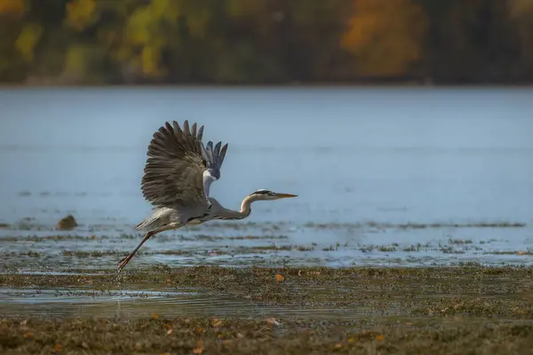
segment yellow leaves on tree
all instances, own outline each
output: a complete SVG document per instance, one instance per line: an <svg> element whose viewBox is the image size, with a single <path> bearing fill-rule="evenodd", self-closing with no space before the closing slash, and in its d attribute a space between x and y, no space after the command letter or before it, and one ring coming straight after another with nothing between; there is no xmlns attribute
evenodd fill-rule
<svg viewBox="0 0 533 355"><path fill-rule="evenodd" d="M357 59L357 72L395 76L422 55L424 11L411 0L354 0L354 16L342 46Z"/></svg>
<svg viewBox="0 0 533 355"><path fill-rule="evenodd" d="M77 31L82 31L94 24L98 15L96 0L74 0L67 3L67 26Z"/></svg>
<svg viewBox="0 0 533 355"><path fill-rule="evenodd" d="M39 39L41 39L41 35L43 33L43 28L41 26L35 23L28 23L24 25L19 37L15 41L15 47L22 55L22 58L31 62L34 58L34 49Z"/></svg>
<svg viewBox="0 0 533 355"><path fill-rule="evenodd" d="M0 0L0 15L20 18L27 10L26 0Z"/></svg>
<svg viewBox="0 0 533 355"><path fill-rule="evenodd" d="M163 67L162 50L169 40L165 22L176 23L179 8L176 1L153 0L146 6L139 7L130 17L126 27L127 45L141 47L139 59L143 75L158 78L166 73ZM121 51L123 59L131 59L131 51Z"/></svg>

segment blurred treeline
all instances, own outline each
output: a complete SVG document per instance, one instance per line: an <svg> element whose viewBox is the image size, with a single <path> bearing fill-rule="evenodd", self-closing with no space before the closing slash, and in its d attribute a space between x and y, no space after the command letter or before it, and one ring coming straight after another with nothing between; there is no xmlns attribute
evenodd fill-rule
<svg viewBox="0 0 533 355"><path fill-rule="evenodd" d="M533 0L0 0L0 81L533 82Z"/></svg>

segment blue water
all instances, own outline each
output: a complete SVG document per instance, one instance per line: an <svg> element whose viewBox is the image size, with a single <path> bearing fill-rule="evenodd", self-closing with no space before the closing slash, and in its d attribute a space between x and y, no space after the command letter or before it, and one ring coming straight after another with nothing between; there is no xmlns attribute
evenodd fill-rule
<svg viewBox="0 0 533 355"><path fill-rule="evenodd" d="M4 89L0 223L31 217L53 229L72 213L87 233L114 224L132 233L150 211L139 187L152 134L165 121L188 119L205 125L206 139L229 143L211 187L223 205L238 209L258 188L298 195L257 202L249 218L284 223L288 243L356 248L460 237L528 249L532 98L529 89ZM370 221L525 226L356 228ZM200 233L224 234L209 228ZM14 229L0 234L35 233Z"/></svg>

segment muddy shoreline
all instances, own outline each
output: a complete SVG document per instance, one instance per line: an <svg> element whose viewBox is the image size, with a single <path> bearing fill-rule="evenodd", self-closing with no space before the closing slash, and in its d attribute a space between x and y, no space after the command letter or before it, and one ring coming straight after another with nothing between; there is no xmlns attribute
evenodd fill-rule
<svg viewBox="0 0 533 355"><path fill-rule="evenodd" d="M118 278L110 270L91 272L1 274L0 351L513 354L533 345L531 267L152 267L126 269ZM191 296L188 303L172 303L193 289L200 301ZM55 293L43 301L50 309L66 298L76 310L129 296L122 312L106 313L102 301L84 316L53 315L32 309L35 301L20 301L23 294L39 299L50 290ZM91 301L76 306L84 297ZM241 304L232 308L223 300ZM107 306L116 308L111 301ZM21 307L27 313L14 312Z"/></svg>

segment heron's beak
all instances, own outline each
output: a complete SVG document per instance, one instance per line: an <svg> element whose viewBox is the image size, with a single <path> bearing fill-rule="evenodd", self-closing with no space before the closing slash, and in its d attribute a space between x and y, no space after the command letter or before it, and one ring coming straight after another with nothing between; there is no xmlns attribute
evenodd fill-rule
<svg viewBox="0 0 533 355"><path fill-rule="evenodd" d="M291 194L291 193L276 193L275 197L278 197L280 199L288 199L289 197L298 197L298 194Z"/></svg>

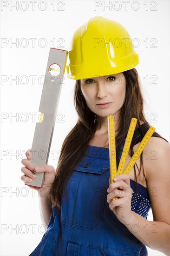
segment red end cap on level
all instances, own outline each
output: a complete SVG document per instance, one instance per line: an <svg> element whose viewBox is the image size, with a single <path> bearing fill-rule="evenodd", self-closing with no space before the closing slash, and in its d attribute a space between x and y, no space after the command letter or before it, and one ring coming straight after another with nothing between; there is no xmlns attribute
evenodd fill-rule
<svg viewBox="0 0 170 256"><path fill-rule="evenodd" d="M36 187L36 186L33 186L32 185L28 185L28 184L25 184L25 185L26 185L27 186L30 186L30 187L33 187L33 188L38 188L39 189L41 189L42 187Z"/></svg>
<svg viewBox="0 0 170 256"><path fill-rule="evenodd" d="M57 48L52 48L52 47L50 48L50 49L55 49L55 50L59 50L60 51L64 51L64 52L68 52L68 51L66 51L65 50L62 50L61 49L58 49Z"/></svg>

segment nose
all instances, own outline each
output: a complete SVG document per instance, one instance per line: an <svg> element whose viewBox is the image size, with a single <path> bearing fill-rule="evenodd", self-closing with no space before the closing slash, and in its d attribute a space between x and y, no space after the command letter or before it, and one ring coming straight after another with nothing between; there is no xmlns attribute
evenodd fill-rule
<svg viewBox="0 0 170 256"><path fill-rule="evenodd" d="M107 95L106 87L105 84L105 79L100 77L100 79L97 80L96 81L97 86L97 96L98 98L103 98L106 97Z"/></svg>

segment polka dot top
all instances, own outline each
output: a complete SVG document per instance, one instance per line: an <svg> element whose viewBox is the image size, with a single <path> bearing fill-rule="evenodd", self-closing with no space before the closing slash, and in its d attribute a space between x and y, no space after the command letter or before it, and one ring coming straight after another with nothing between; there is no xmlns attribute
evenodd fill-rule
<svg viewBox="0 0 170 256"><path fill-rule="evenodd" d="M131 201L131 209L147 219L148 212L151 208L148 190L146 188L137 183L137 192L135 192L136 182L131 180L130 183L133 191Z"/></svg>

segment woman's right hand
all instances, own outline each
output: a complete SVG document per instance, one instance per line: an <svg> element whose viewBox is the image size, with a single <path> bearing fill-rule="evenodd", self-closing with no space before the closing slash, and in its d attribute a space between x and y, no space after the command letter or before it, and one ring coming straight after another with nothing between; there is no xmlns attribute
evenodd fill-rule
<svg viewBox="0 0 170 256"><path fill-rule="evenodd" d="M30 161L32 158L30 149L28 149L26 152L26 155L27 159L23 159L21 161L21 163L24 165L24 167L22 167L21 169L21 172L24 174L21 177L21 180L24 182L27 182L36 178L36 177L35 177L33 176L36 175L33 171L32 171L32 170L37 172L44 172L44 182L43 187L39 188L34 187L31 187L38 191L44 189L45 189L45 194L46 192L49 192L55 178L55 170L54 167L52 165L48 165L48 164L42 164L35 166ZM31 186L31 184L30 186Z"/></svg>

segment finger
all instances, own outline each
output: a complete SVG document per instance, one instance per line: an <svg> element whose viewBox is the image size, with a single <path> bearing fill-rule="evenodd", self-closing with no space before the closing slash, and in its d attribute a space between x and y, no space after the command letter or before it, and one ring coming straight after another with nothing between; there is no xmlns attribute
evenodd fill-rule
<svg viewBox="0 0 170 256"><path fill-rule="evenodd" d="M27 159L22 159L21 163L29 170L32 170L33 167L35 166L30 161L28 161Z"/></svg>
<svg viewBox="0 0 170 256"><path fill-rule="evenodd" d="M124 198L118 198L116 200L113 200L109 204L109 208L111 210L113 210L115 207L118 206L123 207L124 206Z"/></svg>
<svg viewBox="0 0 170 256"><path fill-rule="evenodd" d="M131 200L132 189L130 187L125 188L123 190L114 189L111 193L110 193L107 196L107 202L109 203L112 201L112 199L114 197L118 198L122 198L123 197L127 197L130 198ZM128 199L129 201L129 199Z"/></svg>
<svg viewBox="0 0 170 256"><path fill-rule="evenodd" d="M22 167L21 170L21 172L24 173L25 175L31 178L31 179L35 179L35 178L37 177L36 174L35 174L33 172L30 171L30 170L29 170L27 168L26 168L26 167Z"/></svg>
<svg viewBox="0 0 170 256"><path fill-rule="evenodd" d="M54 168L52 165L41 164L41 165L35 166L34 168L33 168L33 170L37 172L52 173L54 172Z"/></svg>
<svg viewBox="0 0 170 256"><path fill-rule="evenodd" d="M111 184L107 191L108 193L111 193L112 191L116 189L124 189L125 188L130 188L130 185L128 185L125 182L121 180L120 181L117 182L116 182L112 183Z"/></svg>
<svg viewBox="0 0 170 256"><path fill-rule="evenodd" d="M27 157L27 159L28 160L30 160L30 159L31 159L32 157L31 150L31 149L29 148L29 149L28 149L27 150L27 151L26 151L26 156Z"/></svg>
<svg viewBox="0 0 170 256"><path fill-rule="evenodd" d="M130 176L129 174L121 174L114 178L114 181L116 182L120 180L124 181L128 186L130 185Z"/></svg>
<svg viewBox="0 0 170 256"><path fill-rule="evenodd" d="M21 181L24 182L31 182L33 181L32 179L31 179L29 177L26 177L25 175L21 176L20 178Z"/></svg>

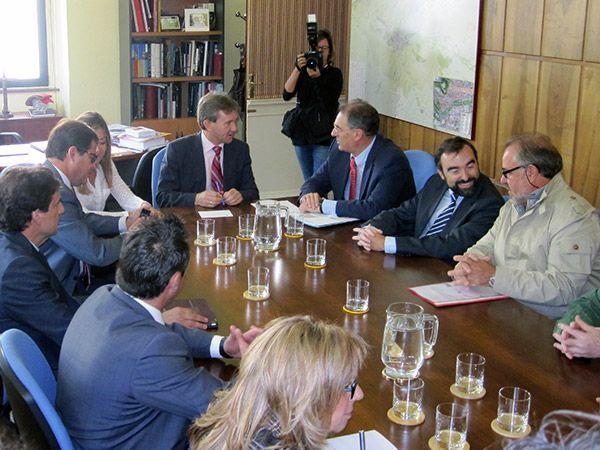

**PROBLEM TO WORK ON:** Rewrite the lines from "segment woman's right hand" through "161L32 158L30 149L28" in the records above, replacing "right hand" with "left hand" and leaving everything else unchanged.

**TASK OUTPUT:**
segment woman's left hand
all instances, own outline each
output: a complete SVG document per instance, one instance per line: an <svg> element whose viewBox is the image size, with a single <path> bearing fill-rule="evenodd", self-closing with no space before the closing slash, and in its d attribute a space between x and y, no space after the command letter or before it, and one ring coming straight after another with nothing between; there is no xmlns attribute
evenodd fill-rule
<svg viewBox="0 0 170 256"><path fill-rule="evenodd" d="M30 161L32 158L30 149L28 149L26 152L26 155L27 159L23 159L21 161L21 163L24 165L24 167L22 167L21 169L21 172L24 174L21 177L21 180L24 182L27 182L36 178L36 177L35 177L33 176L36 175L33 171L32 171L32 170L37 172L44 172L44 182L43 187L39 188L34 187L31 187L38 191L44 189L45 189L45 194L46 192L49 192L55 178L55 170L54 167L52 165L48 165L48 164L42 164L35 166ZM31 186L31 184L30 186Z"/></svg>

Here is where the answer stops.